▶ _JOB_:
Copy the data below verbatim, leaving out any pictures.

RECORDS SHOWN below:

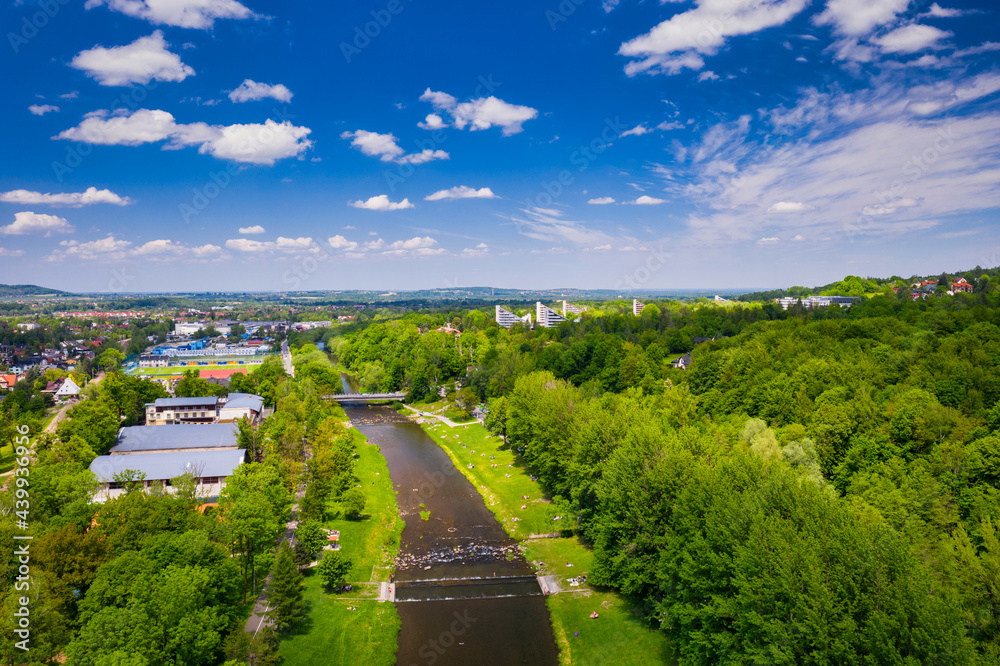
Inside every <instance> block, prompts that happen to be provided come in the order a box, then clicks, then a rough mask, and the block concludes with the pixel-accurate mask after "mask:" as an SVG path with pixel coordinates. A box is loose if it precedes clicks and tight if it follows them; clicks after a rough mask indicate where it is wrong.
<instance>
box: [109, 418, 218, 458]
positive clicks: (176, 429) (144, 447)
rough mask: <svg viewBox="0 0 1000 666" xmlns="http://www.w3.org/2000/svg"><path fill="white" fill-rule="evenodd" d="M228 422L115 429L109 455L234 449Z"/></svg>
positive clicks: (164, 452) (153, 426)
mask: <svg viewBox="0 0 1000 666" xmlns="http://www.w3.org/2000/svg"><path fill="white" fill-rule="evenodd" d="M236 434H237V430H236V427H235V426H234V425H233V424H232V423H216V424H211V425H192V424H183V425H169V426H148V425H147V426H132V427H129V428H121V429H119V430H118V436H117V437H116V438H115V445H114V446H112V447H111V451H110V454H111V455H135V454H138V453H171V452H174V453H176V452H179V451H216V450H219V449H232V450H234V451H235V450H236V446H237V445H236Z"/></svg>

End of RECORDS SHOWN.

▶ _WORKED SOLUTION_:
Inside every <instance> block, prompts that happen to be provided come in the order a box, then clicks, then a rough mask, and the block concludes with the pixel-accurate mask after "mask:" as an SVG path with pixel coordinates. A box is loose if it precedes clicks and tight if it follows them; clicks after a rough mask indicate where it is wrong.
<instance>
box: [109, 418, 218, 458]
positive clicks: (176, 429) (144, 447)
rough mask: <svg viewBox="0 0 1000 666" xmlns="http://www.w3.org/2000/svg"><path fill="white" fill-rule="evenodd" d="M228 422L115 429L109 455L234 449Z"/></svg>
positive clicks: (164, 452) (153, 426)
mask: <svg viewBox="0 0 1000 666" xmlns="http://www.w3.org/2000/svg"><path fill="white" fill-rule="evenodd" d="M236 434H237V430H236V427H235V426H234V425H233V424H232V423H216V424H211V425H192V424H183V425H169V426H148V425H147V426H132V427H129V428H121V429H119V430H118V436H117V437H116V438H115V445H114V446H112V447H111V451H110V454H111V455H135V454H138V453H171V452H174V453H176V452H179V451H216V450H219V449H232V450H234V451H235V450H236V446H237V445H236Z"/></svg>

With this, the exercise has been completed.